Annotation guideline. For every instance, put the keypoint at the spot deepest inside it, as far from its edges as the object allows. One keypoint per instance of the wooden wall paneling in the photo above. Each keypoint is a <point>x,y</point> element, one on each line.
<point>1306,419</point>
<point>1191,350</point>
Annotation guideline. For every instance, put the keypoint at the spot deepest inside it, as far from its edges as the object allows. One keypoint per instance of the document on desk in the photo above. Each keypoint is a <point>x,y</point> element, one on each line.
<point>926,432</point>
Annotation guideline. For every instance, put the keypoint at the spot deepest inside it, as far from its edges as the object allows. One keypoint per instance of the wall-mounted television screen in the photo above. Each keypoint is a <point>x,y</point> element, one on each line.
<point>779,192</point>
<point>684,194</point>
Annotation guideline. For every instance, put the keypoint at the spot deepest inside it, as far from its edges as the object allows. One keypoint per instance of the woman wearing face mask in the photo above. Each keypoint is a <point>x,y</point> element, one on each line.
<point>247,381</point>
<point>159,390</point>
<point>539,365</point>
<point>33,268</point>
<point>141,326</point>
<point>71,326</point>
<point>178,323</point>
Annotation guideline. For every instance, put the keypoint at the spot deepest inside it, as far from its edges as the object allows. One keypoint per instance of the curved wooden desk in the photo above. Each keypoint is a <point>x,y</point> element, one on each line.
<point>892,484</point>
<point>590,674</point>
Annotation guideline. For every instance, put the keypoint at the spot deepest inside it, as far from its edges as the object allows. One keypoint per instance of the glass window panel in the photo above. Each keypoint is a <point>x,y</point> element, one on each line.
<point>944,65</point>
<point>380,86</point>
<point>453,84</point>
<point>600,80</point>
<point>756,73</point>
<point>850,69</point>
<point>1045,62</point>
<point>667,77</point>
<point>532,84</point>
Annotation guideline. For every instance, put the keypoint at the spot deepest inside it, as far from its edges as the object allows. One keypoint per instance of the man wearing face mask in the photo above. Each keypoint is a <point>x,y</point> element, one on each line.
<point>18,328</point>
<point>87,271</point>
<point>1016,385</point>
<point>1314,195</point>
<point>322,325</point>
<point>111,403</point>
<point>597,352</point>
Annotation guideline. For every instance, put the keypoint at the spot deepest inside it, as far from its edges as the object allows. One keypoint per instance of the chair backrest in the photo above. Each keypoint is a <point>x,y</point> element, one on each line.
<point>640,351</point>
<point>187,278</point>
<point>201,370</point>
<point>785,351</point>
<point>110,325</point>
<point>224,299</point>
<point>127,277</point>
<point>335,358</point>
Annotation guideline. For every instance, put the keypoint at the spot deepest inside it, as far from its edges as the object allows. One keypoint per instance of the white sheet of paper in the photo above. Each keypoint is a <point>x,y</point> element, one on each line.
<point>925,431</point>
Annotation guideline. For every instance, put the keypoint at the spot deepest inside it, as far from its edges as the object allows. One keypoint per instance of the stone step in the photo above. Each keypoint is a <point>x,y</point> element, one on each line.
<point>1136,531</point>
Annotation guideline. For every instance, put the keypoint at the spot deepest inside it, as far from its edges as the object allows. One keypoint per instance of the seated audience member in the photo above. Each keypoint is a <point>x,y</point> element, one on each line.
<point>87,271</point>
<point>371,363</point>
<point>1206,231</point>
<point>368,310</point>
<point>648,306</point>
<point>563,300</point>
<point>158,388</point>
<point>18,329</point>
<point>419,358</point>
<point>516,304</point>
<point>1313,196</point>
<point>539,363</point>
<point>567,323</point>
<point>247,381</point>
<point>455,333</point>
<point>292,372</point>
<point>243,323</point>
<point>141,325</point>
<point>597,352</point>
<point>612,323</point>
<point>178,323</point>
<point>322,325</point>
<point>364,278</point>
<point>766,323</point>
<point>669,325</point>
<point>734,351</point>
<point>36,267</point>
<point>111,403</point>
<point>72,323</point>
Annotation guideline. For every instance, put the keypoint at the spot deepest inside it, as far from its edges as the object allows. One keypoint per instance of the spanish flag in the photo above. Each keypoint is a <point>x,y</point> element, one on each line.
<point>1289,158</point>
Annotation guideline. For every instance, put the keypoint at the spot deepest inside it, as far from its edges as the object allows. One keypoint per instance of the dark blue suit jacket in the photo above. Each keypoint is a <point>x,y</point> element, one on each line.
——
Each of the records should be written out precisely as given.

Response below:
Annotation guideline. For every instance, put the keypoint at the spot deepest inside it, as far from its edges as the object allows. One keypoint per instance of the wooden wall paneling in the photo above. Each keypoint is a <point>x,y</point> element, one on each line.
<point>1306,419</point>
<point>1191,350</point>
Annotation guideline. For every instance, put the keypoint at the spot deepest inside it, as far from its edges as the object allows. One keypoint per instance of the document on desk in the photo above. Each keypoint is a <point>x,y</point> element, one on each line.
<point>926,432</point>
Annotation guideline. For every instance, put the keypoint at the spot deepest inside it, as far from its edges as the object allows. One keypoint per instance of the wall-mounted television screen in the photo above. Each keypoint is a <point>x,y</point> element, one on each line.
<point>779,192</point>
<point>684,194</point>
Annotation guideline. For every instance, put the keypoint at the spot deepest inside it, as far from its edges as the object allows. One keypoint per instance of the woman wearing face mask in the photo above. Each keypoint is a <point>x,y</point> element, one on each line.
<point>247,381</point>
<point>159,390</point>
<point>539,365</point>
<point>33,268</point>
<point>141,326</point>
<point>71,326</point>
<point>178,323</point>
Annotation guideline. For every instance, put the keypoint at the spot deepest inside it, as far from its edges as the object allows. One keypoint per instance of the curved wooden desk in the photo above. Each keypoint is a <point>x,y</point> element, one on each line.
<point>892,484</point>
<point>590,674</point>
Annotation guideline. For every instance, put the keypoint at the spot deepest inside it, as far from its edges as the object allows. One keypoint per instance of the glass window panel in the photo above. Each keypoint is a <point>x,y</point> element, one on each line.
<point>944,65</point>
<point>380,86</point>
<point>453,84</point>
<point>600,80</point>
<point>756,73</point>
<point>850,69</point>
<point>1045,62</point>
<point>667,77</point>
<point>532,84</point>
Annotation guideline. For every instance, put the keypoint at the spot deepest inside it, as far from its edges as the object allows. One keypoint per instance of the man wearing face mask in the photo above. Each keypoint is a <point>x,y</point> element, one on each line.
<point>18,328</point>
<point>87,271</point>
<point>1016,385</point>
<point>1314,195</point>
<point>322,325</point>
<point>111,403</point>
<point>597,352</point>
Annotation guideline. For every instance, put the keypoint at the spot deepest inside it, as far from its edges as the object allows. One keypoint per instance of the chair backrest in the photo above. Each keypoint is a <point>x,y</point> element, one on each line.
<point>640,351</point>
<point>187,278</point>
<point>201,370</point>
<point>785,351</point>
<point>110,325</point>
<point>224,299</point>
<point>127,277</point>
<point>335,358</point>
Annotation guideline. For every instance, put the keypoint at the spot deepest inside it, as far from its edges as the object allows. One keypoint per instance of the white sheet of paper in the photo above. Each keypoint is a <point>x,y</point> element, one on each line.
<point>925,431</point>
Annotation guideline. For every instance, put the keypoint at the spot deepest inside it, as far from its edges as the object allows. One keypoint per instance of the stone step in the photo above. Each keypoint is a <point>x,y</point> element, one on each line.
<point>1136,531</point>
Annotation guideline. For every instance, put the keypoint at the spot deepest inside it, as far from its edges as the object allows. One keypoint per instance of the seated audience member in the photo above. Each keypoint is a <point>x,y</point> element, one on each line.
<point>87,271</point>
<point>371,363</point>
<point>1206,231</point>
<point>368,310</point>
<point>648,306</point>
<point>563,300</point>
<point>158,388</point>
<point>18,329</point>
<point>419,358</point>
<point>516,304</point>
<point>1313,196</point>
<point>539,363</point>
<point>567,323</point>
<point>247,381</point>
<point>455,333</point>
<point>292,372</point>
<point>243,323</point>
<point>141,325</point>
<point>597,352</point>
<point>612,323</point>
<point>178,323</point>
<point>322,325</point>
<point>364,278</point>
<point>766,323</point>
<point>669,325</point>
<point>734,351</point>
<point>36,267</point>
<point>111,403</point>
<point>72,323</point>
Annotation guideline. For every instance, put the keypoint at the spot deepest inside it, as far from its edges as the object allows. One keypoint per instance of the spanish flag in the photo above. Each keypoint is a <point>x,y</point> element, one on each line.
<point>1289,158</point>
Annotation guideline. For every instance, put the keypoint at the spot deepest inside it, as far from its edges as the object allows. One keypoint per instance of the dark blue suit jacket in the photo above. Each keypoint is a <point>x,y</point> element, one on each line.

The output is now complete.